◆ **Task requirements**: Reproduce each line of the listing exactly.

◆ **Exercise inputs**:
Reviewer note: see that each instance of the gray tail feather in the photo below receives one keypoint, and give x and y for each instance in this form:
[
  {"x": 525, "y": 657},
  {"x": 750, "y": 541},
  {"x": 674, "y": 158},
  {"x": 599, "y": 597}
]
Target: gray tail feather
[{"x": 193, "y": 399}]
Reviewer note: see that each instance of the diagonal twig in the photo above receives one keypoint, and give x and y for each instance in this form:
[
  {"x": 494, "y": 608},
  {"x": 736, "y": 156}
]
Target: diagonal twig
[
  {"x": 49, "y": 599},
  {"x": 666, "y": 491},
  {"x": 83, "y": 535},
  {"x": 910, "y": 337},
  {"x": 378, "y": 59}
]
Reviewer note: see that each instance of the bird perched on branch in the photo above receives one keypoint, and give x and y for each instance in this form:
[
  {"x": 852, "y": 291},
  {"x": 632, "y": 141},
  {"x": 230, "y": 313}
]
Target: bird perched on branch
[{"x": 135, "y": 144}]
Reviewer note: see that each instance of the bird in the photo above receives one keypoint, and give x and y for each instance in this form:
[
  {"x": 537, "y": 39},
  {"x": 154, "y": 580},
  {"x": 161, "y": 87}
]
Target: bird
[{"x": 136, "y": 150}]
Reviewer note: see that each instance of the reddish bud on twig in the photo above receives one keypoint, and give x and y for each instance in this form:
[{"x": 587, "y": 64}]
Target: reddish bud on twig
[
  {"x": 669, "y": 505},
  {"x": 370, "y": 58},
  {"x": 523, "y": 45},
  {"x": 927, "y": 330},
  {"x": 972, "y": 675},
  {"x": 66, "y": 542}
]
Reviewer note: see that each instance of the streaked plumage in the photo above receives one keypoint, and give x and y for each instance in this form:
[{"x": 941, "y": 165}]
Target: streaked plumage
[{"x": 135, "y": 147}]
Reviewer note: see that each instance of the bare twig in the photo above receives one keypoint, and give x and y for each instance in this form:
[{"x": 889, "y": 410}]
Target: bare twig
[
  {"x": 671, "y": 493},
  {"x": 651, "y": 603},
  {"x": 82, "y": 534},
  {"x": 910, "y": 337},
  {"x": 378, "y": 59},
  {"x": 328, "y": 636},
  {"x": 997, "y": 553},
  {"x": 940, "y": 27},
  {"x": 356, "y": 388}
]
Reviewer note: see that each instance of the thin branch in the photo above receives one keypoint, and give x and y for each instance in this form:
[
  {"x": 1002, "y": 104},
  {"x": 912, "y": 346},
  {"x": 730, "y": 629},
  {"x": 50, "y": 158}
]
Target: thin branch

◆ **Task result**:
Reviewer note: see that each instance of the gray tail feather in the photo below receives one keypoint, and give x and y for each instance in this form:
[
  {"x": 525, "y": 657},
  {"x": 750, "y": 541},
  {"x": 674, "y": 158},
  {"x": 599, "y": 597}
]
Target: gray tail feather
[{"x": 193, "y": 399}]
Reviewer note: see that each instance of the diagonal twig in the photo above receives one keypoint, and give x and y for each instance in this form:
[
  {"x": 494, "y": 608},
  {"x": 736, "y": 156}
]
Target: diagonal twig
[
  {"x": 49, "y": 599},
  {"x": 666, "y": 491},
  {"x": 83, "y": 535},
  {"x": 910, "y": 337},
  {"x": 378, "y": 59}
]
Reviewer note: see that each instance of the bird perched on branch in the photo above receives one keypoint, and give x and y for each instance in this form:
[
  {"x": 852, "y": 291},
  {"x": 632, "y": 141},
  {"x": 230, "y": 313}
]
Target: bird perched on branch
[{"x": 135, "y": 144}]
Reviewer note: see that each instance of the bird in the photo above receives one keypoint, and give x and y for each instance in this form:
[
  {"x": 537, "y": 39},
  {"x": 154, "y": 580},
  {"x": 161, "y": 87}
]
Target: bird
[{"x": 136, "y": 150}]
Reviewer note: see that each instance of the reddish bud on twig in the photo above receives one keypoint, and give x and y for each instance in this form:
[{"x": 587, "y": 64}]
Target: reddish bud on twig
[
  {"x": 669, "y": 505},
  {"x": 370, "y": 58},
  {"x": 523, "y": 45},
  {"x": 927, "y": 330},
  {"x": 972, "y": 675},
  {"x": 66, "y": 542}
]
Reviewer note: see that each instance of the streaked plumage in the photo above receives one keypoint, and give x and y for each instance in this form:
[{"x": 941, "y": 165}]
Target: streaked plumage
[{"x": 135, "y": 147}]
Reviewer note: see that each instance of the bare twig in the photo above receives one keypoint, and give x and y for each instance in this form:
[{"x": 889, "y": 410}]
Target: bare twig
[
  {"x": 671, "y": 493},
  {"x": 651, "y": 603},
  {"x": 82, "y": 534},
  {"x": 910, "y": 337},
  {"x": 378, "y": 59},
  {"x": 328, "y": 636},
  {"x": 997, "y": 553},
  {"x": 940, "y": 27},
  {"x": 356, "y": 388}
]
Reviewer note: see that each instance of the thin branch in the photo above receives one keypoint, and give x and y for each instance in this form:
[
  {"x": 1002, "y": 104},
  {"x": 912, "y": 346},
  {"x": 730, "y": 629},
  {"x": 50, "y": 158}
]
Target: thin branch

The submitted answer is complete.